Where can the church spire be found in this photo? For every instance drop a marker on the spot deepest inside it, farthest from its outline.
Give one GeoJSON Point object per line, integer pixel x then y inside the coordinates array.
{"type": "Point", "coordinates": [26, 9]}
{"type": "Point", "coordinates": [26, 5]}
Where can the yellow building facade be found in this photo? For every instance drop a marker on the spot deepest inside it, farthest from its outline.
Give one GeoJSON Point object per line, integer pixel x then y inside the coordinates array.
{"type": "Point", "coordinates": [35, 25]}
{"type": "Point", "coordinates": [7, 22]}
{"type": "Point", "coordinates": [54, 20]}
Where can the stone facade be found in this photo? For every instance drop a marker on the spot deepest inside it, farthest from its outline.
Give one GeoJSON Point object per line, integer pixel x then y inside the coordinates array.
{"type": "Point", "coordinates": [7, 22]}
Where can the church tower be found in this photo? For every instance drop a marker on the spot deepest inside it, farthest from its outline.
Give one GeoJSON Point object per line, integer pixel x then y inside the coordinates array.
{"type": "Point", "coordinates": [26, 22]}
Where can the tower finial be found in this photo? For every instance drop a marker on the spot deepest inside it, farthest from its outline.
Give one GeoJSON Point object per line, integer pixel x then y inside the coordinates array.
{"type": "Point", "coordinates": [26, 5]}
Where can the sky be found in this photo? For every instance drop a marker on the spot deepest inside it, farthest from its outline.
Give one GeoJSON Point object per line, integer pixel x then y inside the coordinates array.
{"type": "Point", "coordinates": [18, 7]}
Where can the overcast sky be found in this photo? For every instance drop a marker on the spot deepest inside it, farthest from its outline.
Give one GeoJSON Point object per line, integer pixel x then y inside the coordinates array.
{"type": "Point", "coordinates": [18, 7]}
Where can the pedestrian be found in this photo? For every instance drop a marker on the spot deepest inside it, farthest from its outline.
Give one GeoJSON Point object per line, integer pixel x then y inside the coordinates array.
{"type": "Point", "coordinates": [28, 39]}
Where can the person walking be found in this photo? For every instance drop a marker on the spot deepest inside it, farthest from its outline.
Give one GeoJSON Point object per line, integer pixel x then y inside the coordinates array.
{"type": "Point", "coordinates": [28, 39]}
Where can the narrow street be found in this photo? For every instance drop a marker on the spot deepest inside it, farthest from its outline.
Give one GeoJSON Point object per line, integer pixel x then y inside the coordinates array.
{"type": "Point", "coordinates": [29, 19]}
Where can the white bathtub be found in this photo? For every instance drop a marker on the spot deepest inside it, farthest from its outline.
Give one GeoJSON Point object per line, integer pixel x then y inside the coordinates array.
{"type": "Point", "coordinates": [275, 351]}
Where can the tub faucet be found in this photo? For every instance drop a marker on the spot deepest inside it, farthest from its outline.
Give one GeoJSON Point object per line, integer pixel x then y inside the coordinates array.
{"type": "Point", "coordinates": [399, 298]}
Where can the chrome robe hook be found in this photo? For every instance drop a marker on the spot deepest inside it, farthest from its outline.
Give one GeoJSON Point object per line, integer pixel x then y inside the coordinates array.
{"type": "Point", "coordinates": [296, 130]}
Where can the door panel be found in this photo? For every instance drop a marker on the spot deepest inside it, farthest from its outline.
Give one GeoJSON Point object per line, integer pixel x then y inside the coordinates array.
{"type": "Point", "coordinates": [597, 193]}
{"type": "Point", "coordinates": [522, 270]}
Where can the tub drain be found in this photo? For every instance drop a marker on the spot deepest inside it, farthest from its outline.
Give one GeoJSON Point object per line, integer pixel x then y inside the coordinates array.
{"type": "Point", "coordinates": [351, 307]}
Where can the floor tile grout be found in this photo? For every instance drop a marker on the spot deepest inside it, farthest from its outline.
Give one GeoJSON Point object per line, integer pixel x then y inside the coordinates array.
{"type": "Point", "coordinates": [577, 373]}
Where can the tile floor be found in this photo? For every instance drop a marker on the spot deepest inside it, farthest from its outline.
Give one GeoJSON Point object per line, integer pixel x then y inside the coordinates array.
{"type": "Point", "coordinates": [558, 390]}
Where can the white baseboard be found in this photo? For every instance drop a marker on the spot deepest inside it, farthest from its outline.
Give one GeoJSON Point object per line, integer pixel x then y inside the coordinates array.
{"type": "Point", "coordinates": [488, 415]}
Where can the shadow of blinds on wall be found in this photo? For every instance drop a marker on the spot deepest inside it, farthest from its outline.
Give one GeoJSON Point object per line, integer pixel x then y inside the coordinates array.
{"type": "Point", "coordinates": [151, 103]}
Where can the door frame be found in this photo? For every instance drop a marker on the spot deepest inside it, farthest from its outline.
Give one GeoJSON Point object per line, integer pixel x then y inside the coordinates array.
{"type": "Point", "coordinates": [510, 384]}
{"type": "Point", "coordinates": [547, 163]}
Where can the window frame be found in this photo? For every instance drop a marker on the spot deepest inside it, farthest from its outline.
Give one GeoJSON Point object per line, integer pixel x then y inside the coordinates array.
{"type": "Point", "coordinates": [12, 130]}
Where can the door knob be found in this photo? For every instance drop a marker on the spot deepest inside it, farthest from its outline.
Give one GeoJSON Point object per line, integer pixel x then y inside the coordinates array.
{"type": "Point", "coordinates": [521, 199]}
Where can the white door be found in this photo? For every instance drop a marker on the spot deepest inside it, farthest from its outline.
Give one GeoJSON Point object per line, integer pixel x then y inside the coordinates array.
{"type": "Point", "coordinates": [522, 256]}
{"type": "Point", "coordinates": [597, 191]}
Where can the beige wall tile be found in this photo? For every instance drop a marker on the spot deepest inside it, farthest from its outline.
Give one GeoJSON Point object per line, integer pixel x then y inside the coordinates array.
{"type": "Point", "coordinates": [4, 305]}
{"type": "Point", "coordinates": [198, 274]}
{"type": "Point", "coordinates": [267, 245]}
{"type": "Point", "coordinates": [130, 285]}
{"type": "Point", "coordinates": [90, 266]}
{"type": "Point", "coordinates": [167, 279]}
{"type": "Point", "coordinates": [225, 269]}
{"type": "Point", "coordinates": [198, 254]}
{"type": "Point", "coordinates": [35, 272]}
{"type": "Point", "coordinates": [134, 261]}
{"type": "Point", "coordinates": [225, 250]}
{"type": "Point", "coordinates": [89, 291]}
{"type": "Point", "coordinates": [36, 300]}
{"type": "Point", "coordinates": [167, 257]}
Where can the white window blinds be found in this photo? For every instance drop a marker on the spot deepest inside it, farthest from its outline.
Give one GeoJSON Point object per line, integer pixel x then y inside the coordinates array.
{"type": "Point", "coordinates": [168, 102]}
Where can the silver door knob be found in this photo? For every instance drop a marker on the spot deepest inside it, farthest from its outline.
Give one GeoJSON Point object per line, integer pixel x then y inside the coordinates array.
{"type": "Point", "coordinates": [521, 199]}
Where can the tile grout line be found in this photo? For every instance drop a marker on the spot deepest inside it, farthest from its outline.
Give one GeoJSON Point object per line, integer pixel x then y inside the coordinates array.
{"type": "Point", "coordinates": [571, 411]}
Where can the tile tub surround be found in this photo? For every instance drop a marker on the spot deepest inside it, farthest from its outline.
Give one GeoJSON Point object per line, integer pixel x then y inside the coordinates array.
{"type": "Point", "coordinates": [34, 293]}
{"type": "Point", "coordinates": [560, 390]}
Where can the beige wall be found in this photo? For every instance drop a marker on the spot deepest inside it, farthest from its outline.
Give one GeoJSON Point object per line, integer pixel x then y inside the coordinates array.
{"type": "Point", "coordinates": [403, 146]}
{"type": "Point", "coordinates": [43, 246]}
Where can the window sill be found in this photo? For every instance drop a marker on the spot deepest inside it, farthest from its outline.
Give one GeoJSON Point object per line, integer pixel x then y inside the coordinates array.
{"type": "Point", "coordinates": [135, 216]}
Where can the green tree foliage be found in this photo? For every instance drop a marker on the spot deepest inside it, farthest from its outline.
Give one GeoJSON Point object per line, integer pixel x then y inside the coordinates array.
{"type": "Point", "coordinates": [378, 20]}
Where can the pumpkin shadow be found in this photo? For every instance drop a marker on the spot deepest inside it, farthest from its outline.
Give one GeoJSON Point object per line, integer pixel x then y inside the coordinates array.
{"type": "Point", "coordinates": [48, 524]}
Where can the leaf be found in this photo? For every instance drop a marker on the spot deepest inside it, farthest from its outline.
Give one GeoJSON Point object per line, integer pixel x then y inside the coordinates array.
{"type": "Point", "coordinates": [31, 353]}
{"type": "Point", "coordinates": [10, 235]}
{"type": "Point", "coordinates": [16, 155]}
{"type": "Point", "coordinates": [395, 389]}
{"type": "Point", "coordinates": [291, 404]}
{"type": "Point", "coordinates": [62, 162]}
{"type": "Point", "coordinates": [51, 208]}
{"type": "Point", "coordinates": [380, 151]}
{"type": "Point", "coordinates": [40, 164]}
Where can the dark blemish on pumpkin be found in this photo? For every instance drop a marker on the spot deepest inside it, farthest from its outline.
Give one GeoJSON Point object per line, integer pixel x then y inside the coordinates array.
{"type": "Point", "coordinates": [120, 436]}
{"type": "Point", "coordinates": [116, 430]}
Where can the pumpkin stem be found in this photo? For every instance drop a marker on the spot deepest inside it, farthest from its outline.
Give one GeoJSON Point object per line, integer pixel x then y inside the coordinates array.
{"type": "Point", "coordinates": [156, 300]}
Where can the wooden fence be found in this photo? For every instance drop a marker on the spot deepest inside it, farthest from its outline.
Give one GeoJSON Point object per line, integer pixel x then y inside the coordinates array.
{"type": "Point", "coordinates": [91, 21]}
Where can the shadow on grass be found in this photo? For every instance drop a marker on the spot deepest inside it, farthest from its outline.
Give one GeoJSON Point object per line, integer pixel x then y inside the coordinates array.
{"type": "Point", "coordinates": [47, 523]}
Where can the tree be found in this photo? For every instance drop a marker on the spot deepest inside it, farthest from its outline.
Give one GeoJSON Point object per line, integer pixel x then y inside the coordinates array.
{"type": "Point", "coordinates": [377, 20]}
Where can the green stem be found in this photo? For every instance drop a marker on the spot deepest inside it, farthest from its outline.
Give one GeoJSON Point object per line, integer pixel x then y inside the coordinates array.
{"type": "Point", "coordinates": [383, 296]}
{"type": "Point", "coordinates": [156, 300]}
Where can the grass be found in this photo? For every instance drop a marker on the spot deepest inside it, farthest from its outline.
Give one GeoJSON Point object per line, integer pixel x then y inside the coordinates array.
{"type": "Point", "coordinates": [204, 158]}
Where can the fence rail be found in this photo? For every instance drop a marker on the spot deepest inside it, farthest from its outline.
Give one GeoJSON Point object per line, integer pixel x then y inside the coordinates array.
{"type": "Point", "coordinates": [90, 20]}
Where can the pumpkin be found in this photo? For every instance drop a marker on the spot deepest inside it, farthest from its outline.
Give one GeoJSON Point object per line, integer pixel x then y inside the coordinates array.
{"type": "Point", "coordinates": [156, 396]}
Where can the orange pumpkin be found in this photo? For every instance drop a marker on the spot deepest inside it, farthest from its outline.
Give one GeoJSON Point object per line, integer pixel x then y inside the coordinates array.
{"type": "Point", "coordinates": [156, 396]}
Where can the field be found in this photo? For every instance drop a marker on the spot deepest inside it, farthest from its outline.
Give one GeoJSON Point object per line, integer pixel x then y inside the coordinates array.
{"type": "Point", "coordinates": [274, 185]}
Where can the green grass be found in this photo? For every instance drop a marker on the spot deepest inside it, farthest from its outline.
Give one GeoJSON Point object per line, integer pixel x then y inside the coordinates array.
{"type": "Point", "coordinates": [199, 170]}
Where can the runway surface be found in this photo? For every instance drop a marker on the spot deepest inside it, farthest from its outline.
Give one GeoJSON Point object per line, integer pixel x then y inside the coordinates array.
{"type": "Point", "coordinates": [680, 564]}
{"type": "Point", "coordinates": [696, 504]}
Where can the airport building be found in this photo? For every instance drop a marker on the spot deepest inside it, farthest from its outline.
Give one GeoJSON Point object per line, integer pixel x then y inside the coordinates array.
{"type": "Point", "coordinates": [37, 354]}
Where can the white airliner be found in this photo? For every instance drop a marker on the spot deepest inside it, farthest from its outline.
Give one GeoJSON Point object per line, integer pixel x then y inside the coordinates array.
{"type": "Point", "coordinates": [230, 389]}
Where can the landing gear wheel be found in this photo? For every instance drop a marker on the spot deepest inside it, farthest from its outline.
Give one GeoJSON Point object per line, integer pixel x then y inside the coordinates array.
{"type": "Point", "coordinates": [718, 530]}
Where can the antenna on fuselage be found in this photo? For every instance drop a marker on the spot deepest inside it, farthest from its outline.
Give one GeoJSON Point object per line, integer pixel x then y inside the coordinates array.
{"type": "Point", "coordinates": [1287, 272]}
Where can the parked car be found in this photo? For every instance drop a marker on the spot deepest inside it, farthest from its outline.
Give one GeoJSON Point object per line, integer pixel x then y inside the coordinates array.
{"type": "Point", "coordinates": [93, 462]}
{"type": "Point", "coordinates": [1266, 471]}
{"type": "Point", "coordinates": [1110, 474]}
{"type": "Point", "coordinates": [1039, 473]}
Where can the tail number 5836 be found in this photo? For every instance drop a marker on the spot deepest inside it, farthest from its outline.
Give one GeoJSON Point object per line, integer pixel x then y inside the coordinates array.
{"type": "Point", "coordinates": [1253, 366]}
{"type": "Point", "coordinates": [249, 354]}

.....

**Given task**
Transcribe exactly, and only, the lines from the one bearing "Where can the white airliner" through the last line of the entries, counting both.

**Full output**
Where can the white airliner be found in this photo? For every instance drop a marker on the spot deepest inside it, farthest from its outline.
Give one GeoJSON Point object per line, integer pixel x then y inside the coordinates array.
{"type": "Point", "coordinates": [230, 389]}
Where can the landing gear wheel be found in this photo? For every instance drop a marker on the spot deepest inside it, farthest from its outline.
Give one GeoJSON Point object per line, integer pixel x then y inside the coordinates array.
{"type": "Point", "coordinates": [718, 530]}
Where can the antenna on fuselage be found in this photo? For every instance drop a marker on the spot deepest inside it, farthest from its outline.
Give one GeoJSON Point object per line, integer pixel x then y inside the coordinates array.
{"type": "Point", "coordinates": [1287, 272]}
Where can the parked car be found in this photo? For every instance drop a marker on the spot deepest inside it, farthest from its outline.
Give one GeoJSON Point object per line, integer pixel x then y inside the coordinates array.
{"type": "Point", "coordinates": [93, 462]}
{"type": "Point", "coordinates": [1266, 471]}
{"type": "Point", "coordinates": [1110, 474]}
{"type": "Point", "coordinates": [1039, 473]}
Where can the tail number 5836 be found in this photo? For every instance drop a marker on the spot deepest inside it, farthest from its outline.
Give one GeoJSON Point object per line, integer pixel x then y inside the coordinates array.
{"type": "Point", "coordinates": [1253, 366]}
{"type": "Point", "coordinates": [249, 354]}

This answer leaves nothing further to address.